From the entries that follow, pick out all lines holding "tree".

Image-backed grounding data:
============================================================

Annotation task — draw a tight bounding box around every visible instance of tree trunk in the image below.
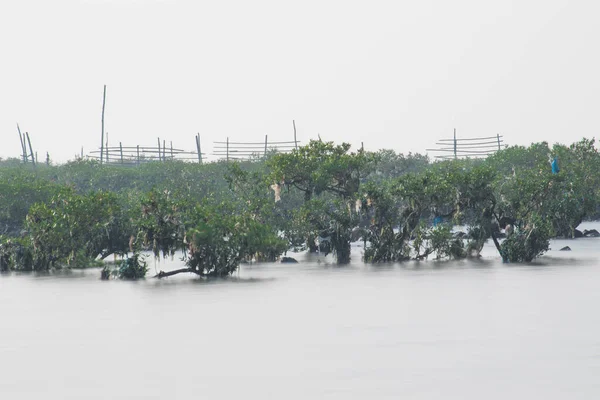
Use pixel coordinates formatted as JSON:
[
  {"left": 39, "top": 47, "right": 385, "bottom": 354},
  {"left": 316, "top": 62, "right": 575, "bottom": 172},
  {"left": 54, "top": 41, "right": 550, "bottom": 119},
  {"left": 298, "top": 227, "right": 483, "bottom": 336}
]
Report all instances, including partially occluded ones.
[{"left": 154, "top": 268, "right": 199, "bottom": 278}]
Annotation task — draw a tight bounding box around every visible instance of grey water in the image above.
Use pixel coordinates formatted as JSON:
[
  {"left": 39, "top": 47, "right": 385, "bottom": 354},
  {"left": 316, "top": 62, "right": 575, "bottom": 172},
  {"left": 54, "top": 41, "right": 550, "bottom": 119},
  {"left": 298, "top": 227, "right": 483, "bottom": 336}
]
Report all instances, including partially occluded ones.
[{"left": 2, "top": 227, "right": 600, "bottom": 399}]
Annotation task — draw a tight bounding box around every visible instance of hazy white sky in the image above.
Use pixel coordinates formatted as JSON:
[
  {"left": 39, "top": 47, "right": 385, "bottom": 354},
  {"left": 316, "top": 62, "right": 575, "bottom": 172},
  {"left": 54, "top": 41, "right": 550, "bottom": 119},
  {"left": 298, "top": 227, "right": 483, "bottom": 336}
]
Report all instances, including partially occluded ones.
[{"left": 1, "top": 0, "right": 598, "bottom": 163}]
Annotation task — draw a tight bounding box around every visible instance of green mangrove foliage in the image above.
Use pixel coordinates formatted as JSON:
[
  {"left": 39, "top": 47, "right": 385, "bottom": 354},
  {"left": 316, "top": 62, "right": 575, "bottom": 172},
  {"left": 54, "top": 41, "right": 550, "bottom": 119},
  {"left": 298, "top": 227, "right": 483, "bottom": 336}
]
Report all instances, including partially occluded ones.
[
  {"left": 268, "top": 140, "right": 374, "bottom": 263},
  {"left": 2, "top": 137, "right": 600, "bottom": 274}
]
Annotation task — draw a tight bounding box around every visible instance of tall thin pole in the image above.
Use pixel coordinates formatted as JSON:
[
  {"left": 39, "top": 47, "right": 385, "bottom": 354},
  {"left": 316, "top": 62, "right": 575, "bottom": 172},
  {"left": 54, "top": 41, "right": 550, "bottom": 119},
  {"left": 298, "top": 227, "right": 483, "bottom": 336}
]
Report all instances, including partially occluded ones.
[
  {"left": 293, "top": 120, "right": 298, "bottom": 150},
  {"left": 195, "top": 133, "right": 202, "bottom": 164},
  {"left": 137, "top": 145, "right": 140, "bottom": 165},
  {"left": 497, "top": 134, "right": 501, "bottom": 151},
  {"left": 170, "top": 141, "right": 173, "bottom": 160},
  {"left": 26, "top": 132, "right": 36, "bottom": 168},
  {"left": 453, "top": 128, "right": 457, "bottom": 160},
  {"left": 17, "top": 123, "right": 27, "bottom": 163},
  {"left": 226, "top": 137, "right": 229, "bottom": 162},
  {"left": 264, "top": 134, "right": 268, "bottom": 157},
  {"left": 157, "top": 137, "right": 161, "bottom": 161},
  {"left": 119, "top": 142, "right": 124, "bottom": 164},
  {"left": 100, "top": 85, "right": 106, "bottom": 165}
]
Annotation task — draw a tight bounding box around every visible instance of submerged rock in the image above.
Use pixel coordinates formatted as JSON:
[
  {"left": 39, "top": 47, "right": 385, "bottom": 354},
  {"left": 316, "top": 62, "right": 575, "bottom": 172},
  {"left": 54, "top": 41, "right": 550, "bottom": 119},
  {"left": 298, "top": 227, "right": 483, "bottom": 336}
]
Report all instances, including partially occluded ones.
[
  {"left": 559, "top": 246, "right": 572, "bottom": 251},
  {"left": 281, "top": 257, "right": 299, "bottom": 264}
]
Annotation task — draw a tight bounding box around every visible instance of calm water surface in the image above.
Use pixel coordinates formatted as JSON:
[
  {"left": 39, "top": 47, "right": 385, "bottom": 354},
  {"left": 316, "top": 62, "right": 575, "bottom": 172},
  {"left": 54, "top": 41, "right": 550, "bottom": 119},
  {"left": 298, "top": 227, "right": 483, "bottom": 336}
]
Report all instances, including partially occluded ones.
[{"left": 2, "top": 230, "right": 600, "bottom": 399}]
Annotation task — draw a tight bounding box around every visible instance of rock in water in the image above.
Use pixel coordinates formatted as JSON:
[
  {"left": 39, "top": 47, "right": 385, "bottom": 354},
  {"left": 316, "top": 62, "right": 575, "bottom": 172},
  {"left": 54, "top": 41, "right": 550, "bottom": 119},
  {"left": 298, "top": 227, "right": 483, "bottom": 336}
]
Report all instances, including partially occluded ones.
[
  {"left": 281, "top": 257, "right": 298, "bottom": 264},
  {"left": 559, "top": 246, "right": 572, "bottom": 251}
]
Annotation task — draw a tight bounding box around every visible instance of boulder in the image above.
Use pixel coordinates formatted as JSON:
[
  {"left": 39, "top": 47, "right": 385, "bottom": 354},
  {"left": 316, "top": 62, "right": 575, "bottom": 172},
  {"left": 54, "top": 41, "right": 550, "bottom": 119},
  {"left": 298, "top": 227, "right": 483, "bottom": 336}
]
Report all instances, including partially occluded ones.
[
  {"left": 281, "top": 257, "right": 298, "bottom": 264},
  {"left": 559, "top": 246, "right": 571, "bottom": 251},
  {"left": 574, "top": 229, "right": 584, "bottom": 238}
]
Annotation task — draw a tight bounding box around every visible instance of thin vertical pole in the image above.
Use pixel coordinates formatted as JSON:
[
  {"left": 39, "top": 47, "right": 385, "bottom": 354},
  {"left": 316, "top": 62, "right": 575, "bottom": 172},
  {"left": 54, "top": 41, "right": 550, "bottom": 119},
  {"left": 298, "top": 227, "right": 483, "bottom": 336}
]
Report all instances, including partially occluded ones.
[
  {"left": 293, "top": 120, "right": 297, "bottom": 150},
  {"left": 157, "top": 137, "right": 161, "bottom": 161},
  {"left": 170, "top": 141, "right": 173, "bottom": 160},
  {"left": 137, "top": 145, "right": 140, "bottom": 165},
  {"left": 453, "top": 128, "right": 457, "bottom": 160},
  {"left": 26, "top": 132, "right": 36, "bottom": 168},
  {"left": 17, "top": 123, "right": 27, "bottom": 163},
  {"left": 100, "top": 85, "right": 106, "bottom": 165},
  {"left": 264, "top": 134, "right": 268, "bottom": 157},
  {"left": 195, "top": 133, "right": 202, "bottom": 163},
  {"left": 497, "top": 134, "right": 501, "bottom": 151},
  {"left": 119, "top": 142, "right": 124, "bottom": 164},
  {"left": 81, "top": 147, "right": 83, "bottom": 159},
  {"left": 361, "top": 142, "right": 364, "bottom": 152},
  {"left": 163, "top": 140, "right": 166, "bottom": 161},
  {"left": 226, "top": 137, "right": 229, "bottom": 162}
]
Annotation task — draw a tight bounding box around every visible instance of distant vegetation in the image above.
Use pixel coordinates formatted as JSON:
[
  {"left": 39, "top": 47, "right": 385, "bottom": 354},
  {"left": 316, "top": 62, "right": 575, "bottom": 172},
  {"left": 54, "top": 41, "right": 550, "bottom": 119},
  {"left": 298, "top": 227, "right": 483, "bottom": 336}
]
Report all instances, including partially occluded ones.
[{"left": 1, "top": 138, "right": 599, "bottom": 278}]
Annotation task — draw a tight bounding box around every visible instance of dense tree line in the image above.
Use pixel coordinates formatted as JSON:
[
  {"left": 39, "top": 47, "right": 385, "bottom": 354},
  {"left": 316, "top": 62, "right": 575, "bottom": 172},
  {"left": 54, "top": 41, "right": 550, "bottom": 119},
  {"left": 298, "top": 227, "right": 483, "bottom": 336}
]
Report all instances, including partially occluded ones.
[{"left": 1, "top": 137, "right": 599, "bottom": 278}]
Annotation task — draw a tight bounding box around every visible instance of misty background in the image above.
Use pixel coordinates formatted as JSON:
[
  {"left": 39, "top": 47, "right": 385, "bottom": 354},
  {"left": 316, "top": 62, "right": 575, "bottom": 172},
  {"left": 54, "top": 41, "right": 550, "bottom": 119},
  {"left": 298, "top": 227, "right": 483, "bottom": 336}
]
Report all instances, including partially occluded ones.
[{"left": 1, "top": 0, "right": 598, "bottom": 163}]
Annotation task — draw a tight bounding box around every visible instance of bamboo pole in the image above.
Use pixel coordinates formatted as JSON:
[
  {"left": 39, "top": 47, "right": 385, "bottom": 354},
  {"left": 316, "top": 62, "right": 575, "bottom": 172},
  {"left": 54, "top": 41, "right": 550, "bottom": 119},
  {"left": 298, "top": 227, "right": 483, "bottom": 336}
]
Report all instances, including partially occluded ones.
[
  {"left": 264, "top": 134, "right": 268, "bottom": 157},
  {"left": 119, "top": 142, "right": 124, "bottom": 164},
  {"left": 195, "top": 133, "right": 202, "bottom": 163},
  {"left": 453, "top": 128, "right": 457, "bottom": 159},
  {"left": 16, "top": 123, "right": 27, "bottom": 163},
  {"left": 497, "top": 134, "right": 501, "bottom": 150},
  {"left": 100, "top": 85, "right": 106, "bottom": 165},
  {"left": 157, "top": 137, "right": 161, "bottom": 161},
  {"left": 170, "top": 141, "right": 173, "bottom": 159},
  {"left": 293, "top": 120, "right": 297, "bottom": 149},
  {"left": 26, "top": 132, "right": 36, "bottom": 167}
]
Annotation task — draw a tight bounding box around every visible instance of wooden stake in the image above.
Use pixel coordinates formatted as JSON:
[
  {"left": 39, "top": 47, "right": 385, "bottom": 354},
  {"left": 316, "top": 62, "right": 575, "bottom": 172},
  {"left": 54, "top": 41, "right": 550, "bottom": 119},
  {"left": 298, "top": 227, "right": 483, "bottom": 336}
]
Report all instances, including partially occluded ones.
[
  {"left": 100, "top": 85, "right": 106, "bottom": 165},
  {"left": 195, "top": 133, "right": 202, "bottom": 163},
  {"left": 264, "top": 134, "right": 268, "bottom": 157},
  {"left": 293, "top": 120, "right": 298, "bottom": 150},
  {"left": 26, "top": 132, "right": 36, "bottom": 168},
  {"left": 157, "top": 137, "right": 161, "bottom": 161},
  {"left": 453, "top": 128, "right": 457, "bottom": 159},
  {"left": 17, "top": 123, "right": 27, "bottom": 163}
]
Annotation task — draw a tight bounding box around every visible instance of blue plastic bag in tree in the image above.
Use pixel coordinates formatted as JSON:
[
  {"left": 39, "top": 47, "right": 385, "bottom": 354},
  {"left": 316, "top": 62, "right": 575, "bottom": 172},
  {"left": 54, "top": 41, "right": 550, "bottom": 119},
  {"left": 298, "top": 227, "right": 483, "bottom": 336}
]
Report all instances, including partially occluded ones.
[{"left": 551, "top": 158, "right": 560, "bottom": 174}]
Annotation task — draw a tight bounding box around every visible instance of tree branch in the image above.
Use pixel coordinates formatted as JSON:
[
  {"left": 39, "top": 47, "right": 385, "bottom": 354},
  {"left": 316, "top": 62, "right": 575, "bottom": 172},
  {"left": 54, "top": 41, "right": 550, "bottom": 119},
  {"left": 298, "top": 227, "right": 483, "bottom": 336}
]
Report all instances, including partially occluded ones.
[{"left": 154, "top": 268, "right": 200, "bottom": 278}]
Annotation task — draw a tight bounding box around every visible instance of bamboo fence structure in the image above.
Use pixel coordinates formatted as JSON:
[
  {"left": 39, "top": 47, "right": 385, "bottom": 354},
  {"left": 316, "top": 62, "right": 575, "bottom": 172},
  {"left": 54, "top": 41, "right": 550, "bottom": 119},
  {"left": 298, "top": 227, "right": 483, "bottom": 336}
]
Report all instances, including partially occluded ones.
[{"left": 427, "top": 129, "right": 505, "bottom": 159}]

============================================================

Your solution:
Annotation task — draw a tight bounding box around every visible instance of tree trunk in the image below.
Annotation task — draw a tight bounding box around every visible instance of dense tree line in the image above.
Annotation task — draw a tight bounding box around every visible instance of blue plastic bag in tree in the image above.
Annotation task — draw a tight bounding box around every visible instance of tree branch in the image above.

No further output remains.